*** GIVEN DATA ***
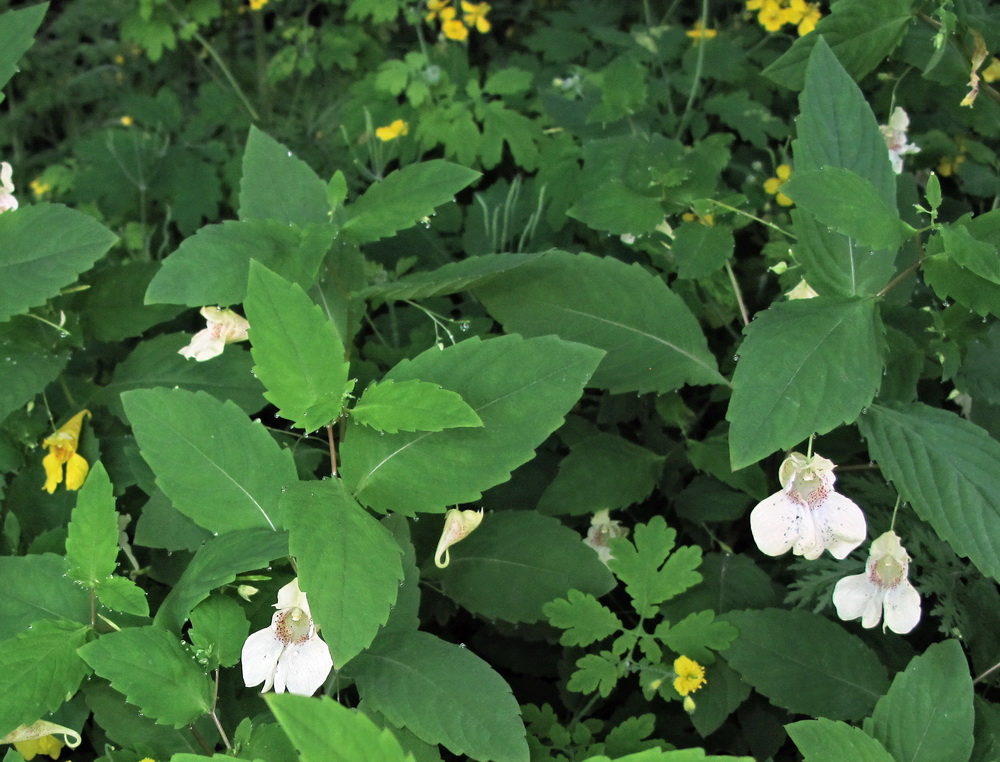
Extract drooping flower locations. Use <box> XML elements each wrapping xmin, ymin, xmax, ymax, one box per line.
<box><xmin>461</xmin><ymin>1</ymin><xmax>491</xmax><ymax>33</ymax></box>
<box><xmin>241</xmin><ymin>578</ymin><xmax>334</xmax><ymax>695</ymax></box>
<box><xmin>376</xmin><ymin>119</ymin><xmax>409</xmax><ymax>142</ymax></box>
<box><xmin>1</xmin><ymin>721</ymin><xmax>82</xmax><ymax>761</ymax></box>
<box><xmin>833</xmin><ymin>530</ymin><xmax>921</xmax><ymax>634</ymax></box>
<box><xmin>879</xmin><ymin>107</ymin><xmax>920</xmax><ymax>175</ymax></box>
<box><xmin>0</xmin><ymin>161</ymin><xmax>18</xmax><ymax>213</ymax></box>
<box><xmin>749</xmin><ymin>451</ymin><xmax>867</xmax><ymax>560</ymax></box>
<box><xmin>763</xmin><ymin>164</ymin><xmax>794</xmax><ymax>207</ymax></box>
<box><xmin>434</xmin><ymin>508</ymin><xmax>483</xmax><ymax>568</ymax></box>
<box><xmin>785</xmin><ymin>278</ymin><xmax>819</xmax><ymax>300</ymax></box>
<box><xmin>41</xmin><ymin>410</ymin><xmax>91</xmax><ymax>494</ymax></box>
<box><xmin>178</xmin><ymin>306</ymin><xmax>250</xmax><ymax>362</ymax></box>
<box><xmin>583</xmin><ymin>509</ymin><xmax>629</xmax><ymax>565</ymax></box>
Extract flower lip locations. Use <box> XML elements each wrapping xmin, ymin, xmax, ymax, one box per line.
<box><xmin>833</xmin><ymin>530</ymin><xmax>921</xmax><ymax>634</ymax></box>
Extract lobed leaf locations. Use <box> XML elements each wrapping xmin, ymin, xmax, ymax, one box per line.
<box><xmin>655</xmin><ymin>611</ymin><xmax>739</xmax><ymax>664</ymax></box>
<box><xmin>568</xmin><ymin>652</ymin><xmax>621</xmax><ymax>698</ymax></box>
<box><xmin>543</xmin><ymin>589</ymin><xmax>623</xmax><ymax>648</ymax></box>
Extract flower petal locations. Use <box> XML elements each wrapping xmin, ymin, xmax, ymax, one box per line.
<box><xmin>832</xmin><ymin>573</ymin><xmax>883</xmax><ymax>628</ymax></box>
<box><xmin>883</xmin><ymin>580</ymin><xmax>921</xmax><ymax>634</ymax></box>
<box><xmin>815</xmin><ymin>492</ymin><xmax>867</xmax><ymax>559</ymax></box>
<box><xmin>749</xmin><ymin>491</ymin><xmax>802</xmax><ymax>557</ymax></box>
<box><xmin>273</xmin><ymin>636</ymin><xmax>333</xmax><ymax>696</ymax></box>
<box><xmin>241</xmin><ymin>626</ymin><xmax>284</xmax><ymax>693</ymax></box>
<box><xmin>179</xmin><ymin>328</ymin><xmax>225</xmax><ymax>361</ymax></box>
<box><xmin>65</xmin><ymin>452</ymin><xmax>89</xmax><ymax>491</ymax></box>
<box><xmin>41</xmin><ymin>452</ymin><xmax>63</xmax><ymax>494</ymax></box>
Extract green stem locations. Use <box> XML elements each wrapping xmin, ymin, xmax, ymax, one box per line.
<box><xmin>674</xmin><ymin>0</ymin><xmax>711</xmax><ymax>140</ymax></box>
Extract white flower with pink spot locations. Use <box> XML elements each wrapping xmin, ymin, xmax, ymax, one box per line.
<box><xmin>0</xmin><ymin>162</ymin><xmax>18</xmax><ymax>213</ymax></box>
<box><xmin>178</xmin><ymin>306</ymin><xmax>250</xmax><ymax>362</ymax></box>
<box><xmin>833</xmin><ymin>530</ymin><xmax>921</xmax><ymax>634</ymax></box>
<box><xmin>241</xmin><ymin>578</ymin><xmax>333</xmax><ymax>695</ymax></box>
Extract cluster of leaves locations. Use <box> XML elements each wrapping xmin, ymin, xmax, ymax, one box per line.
<box><xmin>3</xmin><ymin>0</ymin><xmax>1000</xmax><ymax>760</ymax></box>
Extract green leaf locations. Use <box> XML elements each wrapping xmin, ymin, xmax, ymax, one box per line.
<box><xmin>0</xmin><ymin>619</ymin><xmax>91</xmax><ymax>738</ymax></box>
<box><xmin>655</xmin><ymin>611</ymin><xmax>739</xmax><ymax>664</ymax></box>
<box><xmin>484</xmin><ymin>67</ymin><xmax>533</xmax><ymax>95</ymax></box>
<box><xmin>350</xmin><ymin>379</ymin><xmax>482</xmax><ymax>434</ymax></box>
<box><xmin>787</xmin><ymin>719</ymin><xmax>895</xmax><ymax>762</ymax></box>
<box><xmin>133</xmin><ymin>489</ymin><xmax>213</xmax><ymax>552</ymax></box>
<box><xmin>722</xmin><ymin>608</ymin><xmax>889</xmax><ymax>721</ymax></box>
<box><xmin>65</xmin><ymin>462</ymin><xmax>118</xmax><ymax>586</ymax></box>
<box><xmin>923</xmin><ymin>251</ymin><xmax>1000</xmax><ymax>318</ymax></box>
<box><xmin>440</xmin><ymin>511</ymin><xmax>615</xmax><ymax>624</ymax></box>
<box><xmin>538</xmin><ymin>433</ymin><xmax>664</xmax><ymax>515</ymax></box>
<box><xmin>567</xmin><ymin>183</ymin><xmax>665</xmax><ymax>236</ymax></box>
<box><xmin>476</xmin><ymin>251</ymin><xmax>724</xmax><ymax>394</ymax></box>
<box><xmin>727</xmin><ymin>297</ymin><xmax>884</xmax><ymax>470</ymax></box>
<box><xmin>0</xmin><ymin>203</ymin><xmax>118</xmax><ymax>322</ymax></box>
<box><xmin>763</xmin><ymin>0</ymin><xmax>914</xmax><ymax>91</ymax></box>
<box><xmin>0</xmin><ymin>317</ymin><xmax>68</xmax><ymax>424</ymax></box>
<box><xmin>479</xmin><ymin>101</ymin><xmax>542</xmax><ymax>171</ymax></box>
<box><xmin>144</xmin><ymin>219</ymin><xmax>335</xmax><ymax>307</ymax></box>
<box><xmin>154</xmin><ymin>528</ymin><xmax>289</xmax><ymax>632</ymax></box>
<box><xmin>543</xmin><ymin>589</ymin><xmax>623</xmax><ymax>647</ymax></box>
<box><xmin>239</xmin><ymin>126</ymin><xmax>330</xmax><ymax>227</ymax></box>
<box><xmin>244</xmin><ymin>261</ymin><xmax>350</xmax><ymax>433</ymax></box>
<box><xmin>360</xmin><ymin>253</ymin><xmax>543</xmax><ymax>302</ymax></box>
<box><xmin>868</xmin><ymin>640</ymin><xmax>974</xmax><ymax>762</ymax></box>
<box><xmin>341</xmin><ymin>334</ymin><xmax>603</xmax><ymax>514</ymax></box>
<box><xmin>568</xmin><ymin>651</ymin><xmax>621</xmax><ymax>698</ymax></box>
<box><xmin>122</xmin><ymin>388</ymin><xmax>297</xmax><ymax>534</ymax></box>
<box><xmin>0</xmin><ymin>554</ymin><xmax>89</xmax><ymax>640</ymax></box>
<box><xmin>0</xmin><ymin>3</ymin><xmax>47</xmax><ymax>97</ymax></box>
<box><xmin>79</xmin><ymin>626</ymin><xmax>214</xmax><ymax>728</ymax></box>
<box><xmin>188</xmin><ymin>594</ymin><xmax>249</xmax><ymax>670</ymax></box>
<box><xmin>77</xmin><ymin>261</ymin><xmax>183</xmax><ymax>342</ymax></box>
<box><xmin>672</xmin><ymin>223</ymin><xmax>734</xmax><ymax>280</ymax></box>
<box><xmin>350</xmin><ymin>630</ymin><xmax>529</xmax><ymax>762</ymax></box>
<box><xmin>268</xmin><ymin>694</ymin><xmax>415</xmax><ymax>762</ymax></box>
<box><xmin>283</xmin><ymin>480</ymin><xmax>403</xmax><ymax>667</ymax></box>
<box><xmin>96</xmin><ymin>575</ymin><xmax>149</xmax><ymax>617</ymax></box>
<box><xmin>607</xmin><ymin>516</ymin><xmax>703</xmax><ymax>618</ymax></box>
<box><xmin>940</xmin><ymin>226</ymin><xmax>1000</xmax><ymax>285</ymax></box>
<box><xmin>858</xmin><ymin>402</ymin><xmax>1000</xmax><ymax>583</ymax></box>
<box><xmin>342</xmin><ymin>160</ymin><xmax>481</xmax><ymax>244</ymax></box>
<box><xmin>781</xmin><ymin>168</ymin><xmax>914</xmax><ymax>252</ymax></box>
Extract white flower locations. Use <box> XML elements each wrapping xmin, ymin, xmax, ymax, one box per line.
<box><xmin>434</xmin><ymin>508</ymin><xmax>483</xmax><ymax>568</ymax></box>
<box><xmin>879</xmin><ymin>107</ymin><xmax>920</xmax><ymax>175</ymax></box>
<box><xmin>583</xmin><ymin>509</ymin><xmax>629</xmax><ymax>565</ymax></box>
<box><xmin>833</xmin><ymin>530</ymin><xmax>921</xmax><ymax>634</ymax></box>
<box><xmin>750</xmin><ymin>451</ymin><xmax>866</xmax><ymax>560</ymax></box>
<box><xmin>178</xmin><ymin>306</ymin><xmax>250</xmax><ymax>361</ymax></box>
<box><xmin>241</xmin><ymin>578</ymin><xmax>333</xmax><ymax>695</ymax></box>
<box><xmin>0</xmin><ymin>162</ymin><xmax>18</xmax><ymax>213</ymax></box>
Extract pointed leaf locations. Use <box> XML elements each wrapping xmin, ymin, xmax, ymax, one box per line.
<box><xmin>859</xmin><ymin>402</ymin><xmax>1000</xmax><ymax>582</ymax></box>
<box><xmin>567</xmin><ymin>182</ymin><xmax>665</xmax><ymax>236</ymax></box>
<box><xmin>66</xmin><ymin>462</ymin><xmax>119</xmax><ymax>586</ymax></box>
<box><xmin>727</xmin><ymin>297</ymin><xmax>884</xmax><ymax>469</ymax></box>
<box><xmin>360</xmin><ymin>253</ymin><xmax>543</xmax><ymax>302</ymax></box>
<box><xmin>350</xmin><ymin>630</ymin><xmax>529</xmax><ymax>762</ymax></box>
<box><xmin>244</xmin><ymin>261</ymin><xmax>350</xmax><ymax>433</ymax></box>
<box><xmin>0</xmin><ymin>3</ymin><xmax>47</xmax><ymax>97</ymax></box>
<box><xmin>940</xmin><ymin>226</ymin><xmax>1000</xmax><ymax>285</ymax></box>
<box><xmin>96</xmin><ymin>576</ymin><xmax>149</xmax><ymax>617</ymax></box>
<box><xmin>787</xmin><ymin>719</ymin><xmax>895</xmax><ymax>762</ymax></box>
<box><xmin>476</xmin><ymin>251</ymin><xmax>724</xmax><ymax>394</ymax></box>
<box><xmin>239</xmin><ymin>126</ymin><xmax>330</xmax><ymax>227</ymax></box>
<box><xmin>188</xmin><ymin>594</ymin><xmax>249</xmax><ymax>670</ymax></box>
<box><xmin>0</xmin><ymin>554</ymin><xmax>89</xmax><ymax>640</ymax></box>
<box><xmin>0</xmin><ymin>318</ymin><xmax>68</xmax><ymax>423</ymax></box>
<box><xmin>341</xmin><ymin>334</ymin><xmax>603</xmax><ymax>514</ymax></box>
<box><xmin>350</xmin><ymin>379</ymin><xmax>482</xmax><ymax>434</ymax></box>
<box><xmin>122</xmin><ymin>388</ymin><xmax>297</xmax><ymax>534</ymax></box>
<box><xmin>283</xmin><ymin>480</ymin><xmax>403</xmax><ymax>667</ymax></box>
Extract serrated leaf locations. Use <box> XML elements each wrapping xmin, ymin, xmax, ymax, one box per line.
<box><xmin>144</xmin><ymin>219</ymin><xmax>334</xmax><ymax>307</ymax></box>
<box><xmin>538</xmin><ymin>433</ymin><xmax>664</xmax><ymax>515</ymax></box>
<box><xmin>283</xmin><ymin>480</ymin><xmax>402</xmax><ymax>667</ymax></box>
<box><xmin>0</xmin><ymin>318</ymin><xmax>68</xmax><ymax>423</ymax></box>
<box><xmin>763</xmin><ymin>0</ymin><xmax>913</xmax><ymax>91</ymax></box>
<box><xmin>0</xmin><ymin>203</ymin><xmax>117</xmax><ymax>322</ymax></box>
<box><xmin>607</xmin><ymin>516</ymin><xmax>702</xmax><ymax>618</ymax></box>
<box><xmin>441</xmin><ymin>511</ymin><xmax>615</xmax><ymax>624</ymax></box>
<box><xmin>781</xmin><ymin>168</ymin><xmax>914</xmax><ymax>251</ymax></box>
<box><xmin>154</xmin><ymin>528</ymin><xmax>289</xmax><ymax>632</ymax></box>
<box><xmin>342</xmin><ymin>160</ymin><xmax>481</xmax><ymax>244</ymax></box>
<box><xmin>673</xmin><ymin>223</ymin><xmax>734</xmax><ymax>280</ymax></box>
<box><xmin>868</xmin><ymin>640</ymin><xmax>974</xmax><ymax>762</ymax></box>
<box><xmin>65</xmin><ymin>462</ymin><xmax>118</xmax><ymax>586</ymax></box>
<box><xmin>543</xmin><ymin>589</ymin><xmax>622</xmax><ymax>647</ymax></box>
<box><xmin>567</xmin><ymin>182</ymin><xmax>665</xmax><ymax>236</ymax></box>
<box><xmin>940</xmin><ymin>226</ymin><xmax>1000</xmax><ymax>285</ymax></box>
<box><xmin>244</xmin><ymin>261</ymin><xmax>350</xmax><ymax>432</ymax></box>
<box><xmin>239</xmin><ymin>126</ymin><xmax>329</xmax><ymax>227</ymax></box>
<box><xmin>188</xmin><ymin>594</ymin><xmax>249</xmax><ymax>670</ymax></box>
<box><xmin>476</xmin><ymin>251</ymin><xmax>724</xmax><ymax>394</ymax></box>
<box><xmin>79</xmin><ymin>626</ymin><xmax>213</xmax><ymax>728</ymax></box>
<box><xmin>723</xmin><ymin>608</ymin><xmax>888</xmax><ymax>720</ymax></box>
<box><xmin>350</xmin><ymin>379</ymin><xmax>482</xmax><ymax>434</ymax></box>
<box><xmin>122</xmin><ymin>388</ymin><xmax>297</xmax><ymax>534</ymax></box>
<box><xmin>96</xmin><ymin>575</ymin><xmax>149</xmax><ymax>617</ymax></box>
<box><xmin>341</xmin><ymin>334</ymin><xmax>603</xmax><ymax>514</ymax></box>
<box><xmin>360</xmin><ymin>253</ymin><xmax>544</xmax><ymax>302</ymax></box>
<box><xmin>727</xmin><ymin>297</ymin><xmax>884</xmax><ymax>469</ymax></box>
<box><xmin>0</xmin><ymin>619</ymin><xmax>91</xmax><ymax>738</ymax></box>
<box><xmin>77</xmin><ymin>261</ymin><xmax>183</xmax><ymax>342</ymax></box>
<box><xmin>0</xmin><ymin>4</ymin><xmax>47</xmax><ymax>97</ymax></box>
<box><xmin>350</xmin><ymin>630</ymin><xmax>529</xmax><ymax>762</ymax></box>
<box><xmin>568</xmin><ymin>652</ymin><xmax>621</xmax><ymax>698</ymax></box>
<box><xmin>924</xmin><ymin>252</ymin><xmax>1000</xmax><ymax>318</ymax></box>
<box><xmin>655</xmin><ymin>611</ymin><xmax>738</xmax><ymax>663</ymax></box>
<box><xmin>858</xmin><ymin>402</ymin><xmax>1000</xmax><ymax>582</ymax></box>
<box><xmin>267</xmin><ymin>694</ymin><xmax>415</xmax><ymax>762</ymax></box>
<box><xmin>788</xmin><ymin>719</ymin><xmax>895</xmax><ymax>762</ymax></box>
<box><xmin>0</xmin><ymin>554</ymin><xmax>89</xmax><ymax>641</ymax></box>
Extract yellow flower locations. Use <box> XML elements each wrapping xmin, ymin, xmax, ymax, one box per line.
<box><xmin>140</xmin><ymin>758</ymin><xmax>156</xmax><ymax>762</ymax></box>
<box><xmin>13</xmin><ymin>735</ymin><xmax>63</xmax><ymax>761</ymax></box>
<box><xmin>1</xmin><ymin>722</ymin><xmax>82</xmax><ymax>760</ymax></box>
<box><xmin>673</xmin><ymin>655</ymin><xmax>707</xmax><ymax>697</ymax></box>
<box><xmin>745</xmin><ymin>0</ymin><xmax>764</xmax><ymax>9</ymax></box>
<box><xmin>782</xmin><ymin>0</ymin><xmax>807</xmax><ymax>24</ymax></box>
<box><xmin>798</xmin><ymin>2</ymin><xmax>821</xmax><ymax>35</ymax></box>
<box><xmin>249</xmin><ymin>0</ymin><xmax>269</xmax><ymax>10</ymax></box>
<box><xmin>375</xmin><ymin>119</ymin><xmax>409</xmax><ymax>142</ymax></box>
<box><xmin>113</xmin><ymin>54</ymin><xmax>125</xmax><ymax>65</ymax></box>
<box><xmin>681</xmin><ymin>212</ymin><xmax>715</xmax><ymax>226</ymax></box>
<box><xmin>757</xmin><ymin>0</ymin><xmax>786</xmax><ymax>32</ymax></box>
<box><xmin>686</xmin><ymin>20</ymin><xmax>717</xmax><ymax>41</ymax></box>
<box><xmin>984</xmin><ymin>57</ymin><xmax>1000</xmax><ymax>83</ymax></box>
<box><xmin>938</xmin><ymin>154</ymin><xmax>966</xmax><ymax>177</ymax></box>
<box><xmin>41</xmin><ymin>410</ymin><xmax>91</xmax><ymax>494</ymax></box>
<box><xmin>461</xmin><ymin>1</ymin><xmax>491</xmax><ymax>33</ymax></box>
<box><xmin>440</xmin><ymin>7</ymin><xmax>469</xmax><ymax>40</ymax></box>
<box><xmin>119</xmin><ymin>115</ymin><xmax>134</xmax><ymax>126</ymax></box>
<box><xmin>434</xmin><ymin>508</ymin><xmax>483</xmax><ymax>568</ymax></box>
<box><xmin>425</xmin><ymin>0</ymin><xmax>450</xmax><ymax>22</ymax></box>
<box><xmin>763</xmin><ymin>163</ymin><xmax>794</xmax><ymax>206</ymax></box>
<box><xmin>30</xmin><ymin>178</ymin><xmax>51</xmax><ymax>199</ymax></box>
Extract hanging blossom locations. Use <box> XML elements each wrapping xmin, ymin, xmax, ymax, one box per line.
<box><xmin>832</xmin><ymin>530</ymin><xmax>921</xmax><ymax>634</ymax></box>
<box><xmin>434</xmin><ymin>508</ymin><xmax>484</xmax><ymax>568</ymax></box>
<box><xmin>582</xmin><ymin>509</ymin><xmax>629</xmax><ymax>565</ymax></box>
<box><xmin>750</xmin><ymin>451</ymin><xmax>867</xmax><ymax>560</ymax></box>
<box><xmin>1</xmin><ymin>721</ymin><xmax>82</xmax><ymax>761</ymax></box>
<box><xmin>879</xmin><ymin>107</ymin><xmax>920</xmax><ymax>175</ymax></box>
<box><xmin>241</xmin><ymin>578</ymin><xmax>334</xmax><ymax>695</ymax></box>
<box><xmin>41</xmin><ymin>410</ymin><xmax>91</xmax><ymax>494</ymax></box>
<box><xmin>178</xmin><ymin>306</ymin><xmax>250</xmax><ymax>362</ymax></box>
<box><xmin>0</xmin><ymin>161</ymin><xmax>17</xmax><ymax>213</ymax></box>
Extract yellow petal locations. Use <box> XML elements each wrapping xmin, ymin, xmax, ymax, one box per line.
<box><xmin>41</xmin><ymin>451</ymin><xmax>63</xmax><ymax>494</ymax></box>
<box><xmin>65</xmin><ymin>452</ymin><xmax>90</xmax><ymax>491</ymax></box>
***
Copy each line of the data that contains the word "leaf", leaving the other lines out.

OUTPUT FOR THIS TASK:
Extract lobed leaf locations. Use <box> XML elements each wrapping xmin, ymin, xmax, ymax, one box per line.
Extract green leaf locations. Use <box> XML elements each wrapping xmin, ymin, xmax, ymax, one box per line.
Extract pointed leaf locations. Use <box> XML elements each wrapping xmin, ymin, xmax, ymax, one box per line.
Extract serrated leaf locations. Use <box> XML elements each wrapping xmin, ymin, xmax, ymax, one box per line.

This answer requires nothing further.